__Entries shown__:
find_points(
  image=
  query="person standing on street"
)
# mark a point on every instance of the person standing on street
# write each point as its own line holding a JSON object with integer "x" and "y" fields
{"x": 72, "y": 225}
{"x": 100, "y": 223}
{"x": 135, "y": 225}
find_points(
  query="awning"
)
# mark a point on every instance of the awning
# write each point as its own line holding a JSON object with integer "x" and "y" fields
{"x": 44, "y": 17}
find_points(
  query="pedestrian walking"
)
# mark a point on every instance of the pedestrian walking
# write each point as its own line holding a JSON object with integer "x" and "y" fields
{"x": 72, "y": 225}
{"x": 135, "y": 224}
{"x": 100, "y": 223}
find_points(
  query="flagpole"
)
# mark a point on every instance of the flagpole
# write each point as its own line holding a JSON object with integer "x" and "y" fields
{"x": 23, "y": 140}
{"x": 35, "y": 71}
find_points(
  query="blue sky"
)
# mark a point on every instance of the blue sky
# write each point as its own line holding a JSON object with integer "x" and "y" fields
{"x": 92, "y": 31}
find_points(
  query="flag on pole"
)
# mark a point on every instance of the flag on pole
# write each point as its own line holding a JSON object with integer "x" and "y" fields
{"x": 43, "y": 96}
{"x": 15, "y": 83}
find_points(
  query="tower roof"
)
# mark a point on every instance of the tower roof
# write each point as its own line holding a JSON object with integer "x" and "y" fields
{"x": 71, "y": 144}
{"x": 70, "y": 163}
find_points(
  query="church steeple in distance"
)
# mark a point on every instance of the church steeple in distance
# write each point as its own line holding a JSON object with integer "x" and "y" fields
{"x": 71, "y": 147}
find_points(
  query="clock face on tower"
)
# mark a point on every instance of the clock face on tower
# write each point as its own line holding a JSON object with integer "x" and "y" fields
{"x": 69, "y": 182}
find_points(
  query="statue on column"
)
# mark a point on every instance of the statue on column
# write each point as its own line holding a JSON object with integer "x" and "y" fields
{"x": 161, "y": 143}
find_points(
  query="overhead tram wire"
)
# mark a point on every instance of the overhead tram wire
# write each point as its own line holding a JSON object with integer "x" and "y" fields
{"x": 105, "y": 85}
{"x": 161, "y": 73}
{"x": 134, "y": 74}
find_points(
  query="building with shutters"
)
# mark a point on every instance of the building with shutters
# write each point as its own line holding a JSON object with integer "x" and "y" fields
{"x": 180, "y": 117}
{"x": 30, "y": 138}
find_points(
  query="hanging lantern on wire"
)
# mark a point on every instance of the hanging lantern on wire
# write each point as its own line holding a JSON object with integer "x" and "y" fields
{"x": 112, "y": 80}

__Assignment__: Write the whole listing out again. Keep every line exactly as it is.

__Response to this exercise__:
find_points(
  image=
  query="person standing on street"
)
# mark a point on every instance of the person standing on street
# write each point as its own line holding a JSON object with integer "x" and "y" fields
{"x": 72, "y": 225}
{"x": 100, "y": 223}
{"x": 135, "y": 225}
find_points(
  query="awning"
)
# mark a point on every instance of the awning
# write each point as its own line holding a JSON object with integer "x" and "y" fields
{"x": 44, "y": 17}
find_points(
  query="pedestrian walking"
)
# mark a point on every instance of the pedestrian walking
# write each point as its own line holding a JSON object with integer "x" and "y" fields
{"x": 72, "y": 225}
{"x": 135, "y": 224}
{"x": 100, "y": 223}
find_points(
  query="flagpole"
)
# mark a point on every instance of the flagpole
# write each point as its own line holding a JSON object with integer "x" and "y" fields
{"x": 23, "y": 140}
{"x": 35, "y": 71}
find_points(
  query="blue sky"
)
# mark a point on every instance of the blue sky
# write each point as its own line holding a JSON object with integer "x" and "y" fields
{"x": 92, "y": 31}
find_points(
  query="flag on pole"
)
# mark a point on every instance of the flag on pole
# write each point as its own line holding a JSON object with integer "x" and "y" fields
{"x": 43, "y": 96}
{"x": 15, "y": 83}
find_points(
  query="tower roof"
)
# mark a point on every instance of the tower roof
# write each point as its own line holding a JSON object with integer "x" and "y" fields
{"x": 71, "y": 144}
{"x": 70, "y": 163}
find_points(
  query="church steeple in distance"
)
# mark a point on every instance of the church steeple in distance
# write each point as its own line holding a JSON object with integer "x" and "y" fields
{"x": 71, "y": 147}
find_points(
  query="clock face on tower"
)
# mark a point on every instance of the clock face on tower
# write each point as its own line holding a JSON object with integer "x" and "y" fields
{"x": 69, "y": 182}
find_points(
  query="statue on column"
)
# mark a point on every instance of the statue on column
# write each point as its own line holding a JSON object with integer "x" and "y" fields
{"x": 161, "y": 143}
find_points(
  query="overhead tram wire"
)
# mark a point on every instance of the overhead tram wire
# write each point as its own line holding a JSON object with integer "x" and "y" fields
{"x": 105, "y": 85}
{"x": 161, "y": 73}
{"x": 134, "y": 74}
find_points(
  query="building with shutters"
)
# mark a point on every instance of the building with shutters
# write each point as its own line holding a JSON object with integer "x" and "y" fields
{"x": 180, "y": 117}
{"x": 30, "y": 138}
find_points(
  query="hanging lantern on wire"
)
# mark a point on every instance of the hanging lantern on wire
# write each point as its own line holding a JSON object with integer "x" and "y" fields
{"x": 112, "y": 80}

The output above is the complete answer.